Please restate the records below word for word, leaving out every picture.

---------------

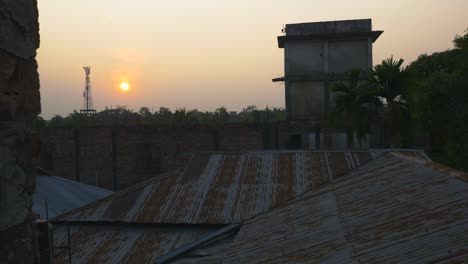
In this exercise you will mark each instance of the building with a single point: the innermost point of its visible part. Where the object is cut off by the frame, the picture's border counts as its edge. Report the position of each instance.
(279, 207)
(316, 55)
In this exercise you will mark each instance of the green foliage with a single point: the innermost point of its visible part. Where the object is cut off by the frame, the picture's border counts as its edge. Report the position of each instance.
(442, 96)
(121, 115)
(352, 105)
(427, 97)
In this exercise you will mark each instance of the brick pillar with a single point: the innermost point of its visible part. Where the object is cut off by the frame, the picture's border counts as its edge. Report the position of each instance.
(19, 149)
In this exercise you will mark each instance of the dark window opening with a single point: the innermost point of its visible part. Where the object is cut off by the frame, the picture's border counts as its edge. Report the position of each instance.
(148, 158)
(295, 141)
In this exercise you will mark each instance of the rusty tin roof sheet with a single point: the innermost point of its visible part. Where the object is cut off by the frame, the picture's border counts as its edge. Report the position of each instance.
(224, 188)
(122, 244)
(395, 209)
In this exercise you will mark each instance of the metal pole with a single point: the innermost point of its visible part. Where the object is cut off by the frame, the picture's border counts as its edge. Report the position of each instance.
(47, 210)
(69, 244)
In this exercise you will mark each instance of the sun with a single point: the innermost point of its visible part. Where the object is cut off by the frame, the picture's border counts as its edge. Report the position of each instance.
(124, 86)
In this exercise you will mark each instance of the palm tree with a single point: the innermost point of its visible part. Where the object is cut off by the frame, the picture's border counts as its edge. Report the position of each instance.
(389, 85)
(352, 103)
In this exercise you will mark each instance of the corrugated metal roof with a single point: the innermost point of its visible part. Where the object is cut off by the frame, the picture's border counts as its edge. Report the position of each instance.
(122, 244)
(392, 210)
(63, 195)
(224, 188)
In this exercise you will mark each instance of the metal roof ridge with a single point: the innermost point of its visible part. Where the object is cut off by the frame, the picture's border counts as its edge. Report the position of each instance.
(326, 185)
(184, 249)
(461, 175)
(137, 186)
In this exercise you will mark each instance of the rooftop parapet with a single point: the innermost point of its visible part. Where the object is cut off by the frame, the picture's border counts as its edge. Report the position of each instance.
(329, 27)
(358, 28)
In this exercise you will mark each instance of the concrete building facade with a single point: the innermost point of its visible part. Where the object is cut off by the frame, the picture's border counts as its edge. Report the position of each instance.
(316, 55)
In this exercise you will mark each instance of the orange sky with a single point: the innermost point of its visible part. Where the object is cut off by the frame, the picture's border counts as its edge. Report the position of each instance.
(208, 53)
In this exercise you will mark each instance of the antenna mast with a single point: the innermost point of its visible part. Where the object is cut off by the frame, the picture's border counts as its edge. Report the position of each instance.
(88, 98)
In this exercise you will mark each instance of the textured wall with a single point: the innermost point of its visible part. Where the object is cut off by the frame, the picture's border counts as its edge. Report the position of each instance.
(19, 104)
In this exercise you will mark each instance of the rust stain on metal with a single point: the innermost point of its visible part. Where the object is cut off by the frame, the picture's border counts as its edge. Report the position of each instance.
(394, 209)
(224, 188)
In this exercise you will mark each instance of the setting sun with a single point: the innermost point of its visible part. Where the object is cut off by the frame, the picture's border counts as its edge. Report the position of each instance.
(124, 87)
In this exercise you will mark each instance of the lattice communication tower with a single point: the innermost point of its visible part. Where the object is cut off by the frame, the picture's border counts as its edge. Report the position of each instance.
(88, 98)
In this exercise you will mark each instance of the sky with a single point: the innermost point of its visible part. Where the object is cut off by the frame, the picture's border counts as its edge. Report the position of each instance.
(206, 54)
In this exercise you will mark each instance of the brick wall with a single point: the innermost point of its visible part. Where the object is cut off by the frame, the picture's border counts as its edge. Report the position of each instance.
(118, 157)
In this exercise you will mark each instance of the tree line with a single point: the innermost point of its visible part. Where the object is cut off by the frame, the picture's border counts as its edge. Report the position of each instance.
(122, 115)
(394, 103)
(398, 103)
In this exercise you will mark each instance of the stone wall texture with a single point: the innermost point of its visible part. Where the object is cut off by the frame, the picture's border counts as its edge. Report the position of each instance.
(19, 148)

---------------

* RESULT
In this exercise you will mark each instance of the building with a single point: the innermost point of its visible part. Where the object is cut off by the frame, the picture's border counts as its edge. Report the position of each instance.
(279, 207)
(316, 55)
In this exercise you will mark each instance of the green foliage with a single point: the innermost point of its visible part. Where the object is cut off by the frame, the picture's border counts as its edge. Report the position of each instance.
(442, 96)
(121, 115)
(352, 105)
(427, 97)
In this exercise you will mark each instance of the brick pillar with a single point: the innermost point of its visible part. Where the object is cut off by the frame, the picture's border counts as its edge. Report the position of each instance.
(19, 149)
In this exercise you will mark each instance of the dark window opening with a single point: the innermost point of its visible part. Where the object is cut off by the frame, the picture's border counts as its edge. Report the position of each instance.
(148, 158)
(295, 141)
In this exercise you will mark each instance of the rusty tin roof sheet with a single point: the innermost point of its visible part. Where the object is cut off by the frame, the picture's border counts as its edge. Report the position of each instance.
(224, 188)
(122, 244)
(395, 209)
In this exercise you will mark each instance of the metal pole with a single point: the innermost point of its visible part. Where the object is cut off by the frame, the picture's border counts as its edge. Report the position of each instance.
(47, 210)
(69, 244)
In this exercise you will mark each instance of the sun with a single point: the innermost point of its visible part. Where the object is cut off by the frame, the picture's border counts as its edge. Report the position of each instance.
(124, 86)
In this exercise you will mark each instance of the palm tree with a single point: the innermost point of its visible part. Where the object is cut off by the frame, the picture's border counts as its edge. Report the position of each instance.
(389, 85)
(352, 103)
In this exercise you will mark each instance of the corrugated metal roof with a single point: the innermost point of its visible part. Where the object is cut off by the frame, the picture's border counts as its edge. Report the position of each instance.
(122, 244)
(392, 210)
(63, 195)
(224, 188)
In this exercise you will mark each instance of the metal roof ridge with a single point: the innermost point of its visible part. Where the object is cut off by the frame, the picture's border counts as its edge. Report the position of each instance.
(326, 185)
(184, 249)
(461, 175)
(137, 186)
In this exercise you will mark each instance of the rooftop parapet with a single point: the innermost point of its visible part. Where the object is cut off by the frame, the picture's border counts as its edge. Report the position of each instance.
(329, 27)
(358, 28)
In this exercise you will mark each instance of the concrete building facade with a single point: the innermost point of its visible part. Where the object is cut off by the frame, the picture's border counts as its edge. Report the position of each instance.
(316, 55)
In this exercise you will mark each instance of the orange sky with a single point: the innermost point of its visible part. Where the object is cut off by the frame, the picture's border counts as its edge. Report the position of each instance.
(208, 53)
In this exercise you will mark each instance of the antenna mast with a single point: the innermost point of its visible part. Where the object is cut off by the frame, the picture's border counts as its edge. Report the position of each instance.
(88, 98)
In this exercise you will mark each instance of the textured wall with a single point: the innermost point of its visible part. Where the object is cut off by the frame, the picture's border counts as its edge. Report the position of each instance.
(19, 104)
In this exercise you will mark each instance of the rust stain on metal with a single point: the innermost point of its visible part. Where the object is cut off by the frame, the picture's border counts as its edge. Report the position of each instance.
(394, 209)
(224, 188)
In this exercise you will mark each instance of the setting sun with a single point: the innermost point of its visible part. Where the object is cut off by the frame, the picture's border counts as its edge. Report the position of each instance.
(124, 87)
In this exercise you will mark each instance of the lattice communication tower with a single point: the innermost point of its visible part. Where the object is cut off by the frame, the picture's border counts as its edge. Report the position of each instance.
(88, 98)
In this exercise you will mark each instance of the sky with a single point: the innermost point of its visible part. Where the object is cut off by the frame, the picture's border counts as its edge. Report the position of each instance.
(206, 54)
In this exercise you will mark each instance of the brick wall with a single point: the innermost point of its visible part. Where the object is cut off by the frame, the picture's border counts as its edge. Report the position of each instance.
(118, 157)
In this exercise you will mark each instance of the tree line with a single point: the innermost point of its visible part. Where the object is cut off by the frame, the picture's border counts as its edge. Report the position of each instance.
(122, 115)
(394, 103)
(398, 103)
In this exercise you will mark each instance of the stone wall texture with a single point: the innermost point of its visible part. Where the object is cut off by the frame, the picture's border counts as its edge. Report the position of each instance.
(19, 148)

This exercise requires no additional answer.